Update the data below by changing every "integer pixel coords" to "whole-number pixel coordinates" and leaving everything else as it is.

[Dataset entries]
┄┄┄┄┄┄┄┄┄┄
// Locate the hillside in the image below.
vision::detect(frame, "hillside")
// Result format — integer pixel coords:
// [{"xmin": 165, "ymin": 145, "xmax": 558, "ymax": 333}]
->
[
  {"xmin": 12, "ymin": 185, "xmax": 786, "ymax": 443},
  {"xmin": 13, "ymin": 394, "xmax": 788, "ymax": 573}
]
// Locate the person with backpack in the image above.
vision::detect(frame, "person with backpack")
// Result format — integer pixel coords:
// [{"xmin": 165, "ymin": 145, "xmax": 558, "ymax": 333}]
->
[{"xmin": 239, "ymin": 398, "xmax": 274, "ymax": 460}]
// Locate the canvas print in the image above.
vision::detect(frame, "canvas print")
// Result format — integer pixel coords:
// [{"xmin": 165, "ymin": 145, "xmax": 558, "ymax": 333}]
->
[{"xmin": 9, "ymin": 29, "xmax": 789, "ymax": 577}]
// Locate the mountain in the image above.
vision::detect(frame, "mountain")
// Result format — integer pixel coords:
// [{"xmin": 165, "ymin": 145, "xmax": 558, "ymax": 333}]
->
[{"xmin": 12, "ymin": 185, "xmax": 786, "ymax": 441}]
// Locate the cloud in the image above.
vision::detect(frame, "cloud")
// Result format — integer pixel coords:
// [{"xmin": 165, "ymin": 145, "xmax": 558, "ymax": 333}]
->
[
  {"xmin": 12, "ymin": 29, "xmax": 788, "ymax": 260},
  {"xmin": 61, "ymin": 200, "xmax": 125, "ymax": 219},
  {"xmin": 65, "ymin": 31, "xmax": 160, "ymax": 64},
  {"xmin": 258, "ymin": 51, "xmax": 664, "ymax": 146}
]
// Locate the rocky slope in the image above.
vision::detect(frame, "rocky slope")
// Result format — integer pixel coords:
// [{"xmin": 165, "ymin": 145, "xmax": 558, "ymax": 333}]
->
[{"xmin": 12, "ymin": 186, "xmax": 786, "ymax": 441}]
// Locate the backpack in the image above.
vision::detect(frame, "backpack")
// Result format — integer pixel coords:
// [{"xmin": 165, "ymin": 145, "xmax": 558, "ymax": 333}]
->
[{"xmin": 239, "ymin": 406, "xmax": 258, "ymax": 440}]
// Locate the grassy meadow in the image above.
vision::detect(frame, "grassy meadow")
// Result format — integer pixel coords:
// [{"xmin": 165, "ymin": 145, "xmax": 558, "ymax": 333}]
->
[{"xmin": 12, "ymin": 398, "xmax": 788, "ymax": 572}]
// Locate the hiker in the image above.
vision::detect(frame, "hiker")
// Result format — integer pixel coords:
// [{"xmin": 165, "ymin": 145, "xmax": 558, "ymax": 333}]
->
┄┄┄┄┄┄┄┄┄┄
Correct output:
// Locate the hillside in the image below.
vision::detect(frame, "hillside")
// Result format — whole-number pixel coordinates:
// [{"xmin": 165, "ymin": 145, "xmax": 558, "ymax": 333}]
->
[
  {"xmin": 12, "ymin": 185, "xmax": 786, "ymax": 443},
  {"xmin": 13, "ymin": 394, "xmax": 788, "ymax": 573}
]
// Locate the person with backpack in the image above.
vision::detect(frame, "person with backpack")
// Result format — whole-number pixel coordinates:
// [{"xmin": 165, "ymin": 145, "xmax": 558, "ymax": 333}]
->
[{"xmin": 239, "ymin": 398, "xmax": 274, "ymax": 460}]
// Locate the canvas print in the image above.
vision::detect(frame, "canvas print")
// Result format — whole-number pixel coordinates:
// [{"xmin": 165, "ymin": 145, "xmax": 558, "ymax": 333}]
->
[{"xmin": 9, "ymin": 29, "xmax": 789, "ymax": 577}]
// Locate the mountain in the image above.
vision::detect(frame, "mountain")
// Result format — whole-number pixel coordinates:
// [{"xmin": 165, "ymin": 145, "xmax": 558, "ymax": 333}]
->
[{"xmin": 12, "ymin": 185, "xmax": 786, "ymax": 441}]
// Locate the cloud in the image above.
vision::detect(frame, "cloud")
// Result format — whole-number pixel coordinates:
// [{"xmin": 165, "ymin": 145, "xmax": 558, "ymax": 333}]
->
[
  {"xmin": 12, "ymin": 29, "xmax": 788, "ymax": 260},
  {"xmin": 61, "ymin": 200, "xmax": 125, "ymax": 219},
  {"xmin": 65, "ymin": 31, "xmax": 160, "ymax": 64},
  {"xmin": 258, "ymin": 51, "xmax": 664, "ymax": 146}
]
// Locate the rocky slope in the image above.
vision::detect(frame, "rocky slope")
// Result format — whole-number pixel coordinates:
// [{"xmin": 165, "ymin": 145, "xmax": 558, "ymax": 333}]
->
[{"xmin": 12, "ymin": 186, "xmax": 786, "ymax": 441}]
// Locate the backpack in the image above.
vision::detect(frame, "backpack")
// Result format — whole-number pixel coordinates:
// [{"xmin": 165, "ymin": 145, "xmax": 558, "ymax": 333}]
->
[{"xmin": 239, "ymin": 406, "xmax": 258, "ymax": 440}]
// Locate the grassy meadow in the image above.
vision::detect(frame, "grassy meadow")
// Result format — whole-number pixel coordinates:
// [{"xmin": 165, "ymin": 145, "xmax": 558, "ymax": 333}]
->
[{"xmin": 12, "ymin": 398, "xmax": 788, "ymax": 572}]
// Locate the hiker in the image above.
vision::detect(frame, "hiker")
// Result format — whole-number pixel coordinates:
// [{"xmin": 165, "ymin": 145, "xmax": 558, "ymax": 333}]
->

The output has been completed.